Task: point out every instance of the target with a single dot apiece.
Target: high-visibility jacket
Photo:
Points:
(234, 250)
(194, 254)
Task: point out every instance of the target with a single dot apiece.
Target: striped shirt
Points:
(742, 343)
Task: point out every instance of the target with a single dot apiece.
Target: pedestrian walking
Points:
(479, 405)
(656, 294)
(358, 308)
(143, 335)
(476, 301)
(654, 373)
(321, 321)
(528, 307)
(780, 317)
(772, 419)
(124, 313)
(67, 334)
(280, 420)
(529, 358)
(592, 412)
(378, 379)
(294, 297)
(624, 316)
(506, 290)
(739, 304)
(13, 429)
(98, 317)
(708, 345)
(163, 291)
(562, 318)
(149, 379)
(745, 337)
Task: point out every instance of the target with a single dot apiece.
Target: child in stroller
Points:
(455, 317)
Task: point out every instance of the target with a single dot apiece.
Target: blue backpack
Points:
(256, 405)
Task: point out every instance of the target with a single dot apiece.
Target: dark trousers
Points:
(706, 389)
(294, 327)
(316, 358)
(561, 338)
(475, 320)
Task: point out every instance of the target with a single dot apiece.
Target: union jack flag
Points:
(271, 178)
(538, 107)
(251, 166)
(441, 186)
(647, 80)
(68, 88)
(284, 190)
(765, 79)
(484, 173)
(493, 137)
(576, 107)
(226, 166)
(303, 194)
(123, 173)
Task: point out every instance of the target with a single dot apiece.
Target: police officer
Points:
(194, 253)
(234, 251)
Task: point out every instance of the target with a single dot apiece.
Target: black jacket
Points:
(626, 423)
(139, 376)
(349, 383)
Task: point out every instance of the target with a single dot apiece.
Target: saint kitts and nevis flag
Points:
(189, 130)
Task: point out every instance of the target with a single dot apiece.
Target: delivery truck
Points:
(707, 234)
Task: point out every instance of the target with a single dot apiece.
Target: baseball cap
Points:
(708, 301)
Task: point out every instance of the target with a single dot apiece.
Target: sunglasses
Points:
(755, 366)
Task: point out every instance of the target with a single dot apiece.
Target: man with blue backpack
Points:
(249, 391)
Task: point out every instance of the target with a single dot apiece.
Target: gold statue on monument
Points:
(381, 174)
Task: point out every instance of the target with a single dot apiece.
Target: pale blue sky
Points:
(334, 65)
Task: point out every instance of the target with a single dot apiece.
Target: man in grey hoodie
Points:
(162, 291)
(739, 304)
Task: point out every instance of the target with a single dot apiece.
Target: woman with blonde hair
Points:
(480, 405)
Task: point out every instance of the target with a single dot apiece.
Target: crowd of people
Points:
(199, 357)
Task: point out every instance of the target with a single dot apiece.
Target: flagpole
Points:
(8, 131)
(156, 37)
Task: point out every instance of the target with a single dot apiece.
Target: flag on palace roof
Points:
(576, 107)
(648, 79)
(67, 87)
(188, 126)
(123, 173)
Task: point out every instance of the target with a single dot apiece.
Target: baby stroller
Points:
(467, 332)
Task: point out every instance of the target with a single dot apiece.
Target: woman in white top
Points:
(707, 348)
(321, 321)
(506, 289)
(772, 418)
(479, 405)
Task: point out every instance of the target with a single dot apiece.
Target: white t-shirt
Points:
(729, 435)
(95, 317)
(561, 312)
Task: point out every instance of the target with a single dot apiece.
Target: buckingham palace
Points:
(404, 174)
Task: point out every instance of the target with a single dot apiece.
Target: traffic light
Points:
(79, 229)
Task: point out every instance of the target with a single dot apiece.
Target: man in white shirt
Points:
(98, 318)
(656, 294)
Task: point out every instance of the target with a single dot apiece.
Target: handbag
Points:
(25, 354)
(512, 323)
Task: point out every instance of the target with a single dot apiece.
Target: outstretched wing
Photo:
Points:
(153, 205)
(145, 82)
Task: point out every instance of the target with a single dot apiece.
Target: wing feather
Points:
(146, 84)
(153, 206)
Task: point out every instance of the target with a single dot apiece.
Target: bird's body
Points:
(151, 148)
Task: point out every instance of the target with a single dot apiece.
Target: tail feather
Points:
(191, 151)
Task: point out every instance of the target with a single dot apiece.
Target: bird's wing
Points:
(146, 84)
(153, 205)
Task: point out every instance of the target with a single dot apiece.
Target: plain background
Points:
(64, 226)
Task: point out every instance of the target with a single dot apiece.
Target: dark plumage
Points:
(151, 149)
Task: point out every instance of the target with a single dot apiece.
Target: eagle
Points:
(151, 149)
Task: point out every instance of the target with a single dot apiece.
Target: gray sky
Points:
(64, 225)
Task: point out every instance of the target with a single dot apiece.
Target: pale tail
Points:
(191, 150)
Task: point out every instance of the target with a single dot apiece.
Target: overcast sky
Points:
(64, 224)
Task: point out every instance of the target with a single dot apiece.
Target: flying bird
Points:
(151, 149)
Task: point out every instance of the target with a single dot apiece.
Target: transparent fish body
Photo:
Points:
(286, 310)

--

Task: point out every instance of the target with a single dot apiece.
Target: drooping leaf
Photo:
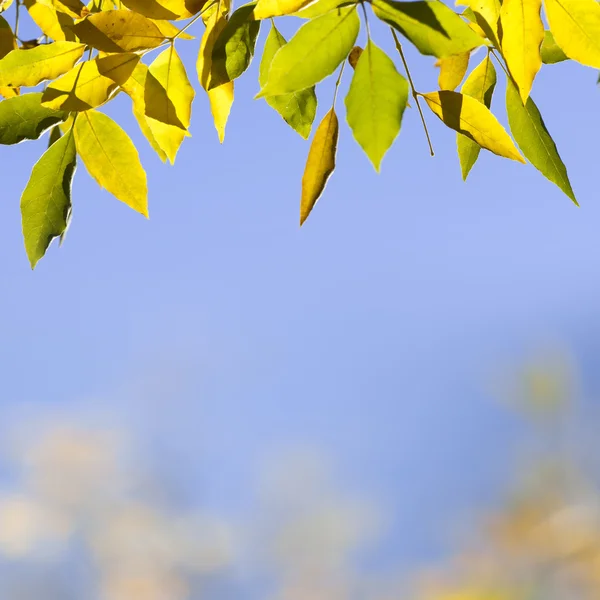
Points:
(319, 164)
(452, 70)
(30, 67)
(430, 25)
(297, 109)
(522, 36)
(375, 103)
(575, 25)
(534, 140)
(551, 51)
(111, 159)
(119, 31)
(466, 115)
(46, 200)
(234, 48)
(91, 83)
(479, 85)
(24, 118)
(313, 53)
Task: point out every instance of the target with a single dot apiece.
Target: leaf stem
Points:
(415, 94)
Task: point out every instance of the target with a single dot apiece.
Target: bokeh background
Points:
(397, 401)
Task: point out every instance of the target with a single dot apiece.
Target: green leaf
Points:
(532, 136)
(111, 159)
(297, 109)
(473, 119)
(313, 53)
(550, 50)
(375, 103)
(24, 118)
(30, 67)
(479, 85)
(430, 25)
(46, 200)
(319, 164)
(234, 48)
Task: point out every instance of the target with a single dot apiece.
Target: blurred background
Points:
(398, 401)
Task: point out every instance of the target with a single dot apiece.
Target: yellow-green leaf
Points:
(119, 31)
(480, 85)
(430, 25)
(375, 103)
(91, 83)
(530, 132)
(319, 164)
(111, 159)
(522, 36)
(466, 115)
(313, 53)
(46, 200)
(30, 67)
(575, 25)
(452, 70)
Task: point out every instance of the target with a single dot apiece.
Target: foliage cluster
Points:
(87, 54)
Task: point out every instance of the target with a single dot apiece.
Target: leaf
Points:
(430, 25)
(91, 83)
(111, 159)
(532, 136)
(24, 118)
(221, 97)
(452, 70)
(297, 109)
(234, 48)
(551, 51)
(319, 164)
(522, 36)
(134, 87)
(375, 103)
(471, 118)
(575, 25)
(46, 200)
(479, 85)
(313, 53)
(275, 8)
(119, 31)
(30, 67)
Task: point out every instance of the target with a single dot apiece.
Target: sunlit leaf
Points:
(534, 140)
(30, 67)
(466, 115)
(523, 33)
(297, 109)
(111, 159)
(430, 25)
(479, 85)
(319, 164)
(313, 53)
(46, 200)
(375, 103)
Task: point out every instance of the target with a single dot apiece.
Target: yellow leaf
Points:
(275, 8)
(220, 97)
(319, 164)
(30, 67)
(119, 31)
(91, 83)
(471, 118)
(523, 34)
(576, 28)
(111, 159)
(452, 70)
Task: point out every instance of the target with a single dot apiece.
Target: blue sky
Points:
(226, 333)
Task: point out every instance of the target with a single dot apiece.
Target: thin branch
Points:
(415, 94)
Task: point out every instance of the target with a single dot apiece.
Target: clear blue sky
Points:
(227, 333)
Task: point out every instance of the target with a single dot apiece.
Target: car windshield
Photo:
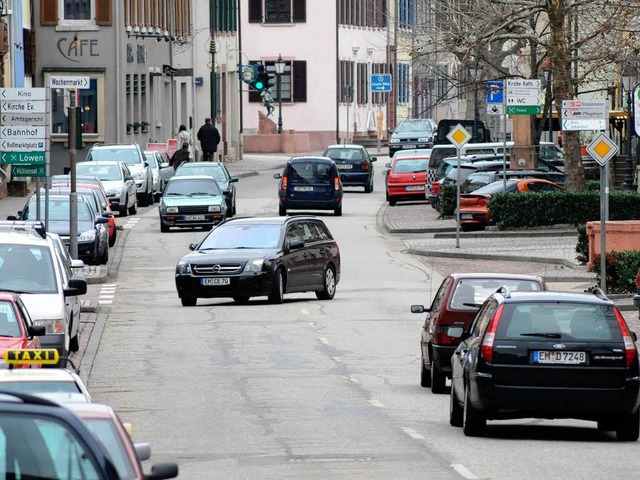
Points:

---

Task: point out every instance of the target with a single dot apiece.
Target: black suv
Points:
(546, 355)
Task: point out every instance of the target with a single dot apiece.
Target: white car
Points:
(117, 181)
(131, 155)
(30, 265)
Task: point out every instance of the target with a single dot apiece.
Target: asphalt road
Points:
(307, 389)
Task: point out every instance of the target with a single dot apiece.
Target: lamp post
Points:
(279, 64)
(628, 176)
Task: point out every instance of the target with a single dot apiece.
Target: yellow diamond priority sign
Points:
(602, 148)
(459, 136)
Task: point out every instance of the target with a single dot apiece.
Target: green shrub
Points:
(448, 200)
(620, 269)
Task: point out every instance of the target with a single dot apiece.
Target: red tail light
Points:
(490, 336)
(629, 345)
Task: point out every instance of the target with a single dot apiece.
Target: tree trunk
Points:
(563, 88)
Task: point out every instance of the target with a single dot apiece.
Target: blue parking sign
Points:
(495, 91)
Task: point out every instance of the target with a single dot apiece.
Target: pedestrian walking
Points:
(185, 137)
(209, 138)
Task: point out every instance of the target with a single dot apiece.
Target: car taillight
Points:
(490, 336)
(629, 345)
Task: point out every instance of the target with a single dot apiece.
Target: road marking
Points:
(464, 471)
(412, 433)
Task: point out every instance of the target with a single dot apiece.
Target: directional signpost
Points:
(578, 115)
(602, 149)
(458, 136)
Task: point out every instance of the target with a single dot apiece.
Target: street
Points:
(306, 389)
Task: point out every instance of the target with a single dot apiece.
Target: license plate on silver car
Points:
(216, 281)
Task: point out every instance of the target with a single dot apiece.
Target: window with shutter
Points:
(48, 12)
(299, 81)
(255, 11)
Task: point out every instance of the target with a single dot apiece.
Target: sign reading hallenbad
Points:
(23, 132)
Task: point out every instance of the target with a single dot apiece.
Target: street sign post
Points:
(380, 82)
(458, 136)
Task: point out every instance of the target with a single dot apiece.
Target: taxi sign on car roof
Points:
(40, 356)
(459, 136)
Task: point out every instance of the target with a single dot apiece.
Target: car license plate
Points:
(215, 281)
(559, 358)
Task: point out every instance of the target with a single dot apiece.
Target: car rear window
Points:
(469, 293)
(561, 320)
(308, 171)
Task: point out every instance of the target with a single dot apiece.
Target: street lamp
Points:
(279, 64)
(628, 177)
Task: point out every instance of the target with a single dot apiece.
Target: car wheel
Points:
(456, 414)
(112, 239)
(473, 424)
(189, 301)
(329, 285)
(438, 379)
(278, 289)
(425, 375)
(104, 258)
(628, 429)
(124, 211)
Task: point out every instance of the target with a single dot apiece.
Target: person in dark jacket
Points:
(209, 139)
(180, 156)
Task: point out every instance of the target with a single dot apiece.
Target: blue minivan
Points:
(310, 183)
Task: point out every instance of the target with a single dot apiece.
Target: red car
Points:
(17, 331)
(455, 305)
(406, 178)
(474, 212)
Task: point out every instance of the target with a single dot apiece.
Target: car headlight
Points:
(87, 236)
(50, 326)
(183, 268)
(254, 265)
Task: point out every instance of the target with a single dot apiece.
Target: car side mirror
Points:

What this task involves:
Using the entries above, state how many lines contain the string "woman"; the number is all that is needed.

Result of the task:
2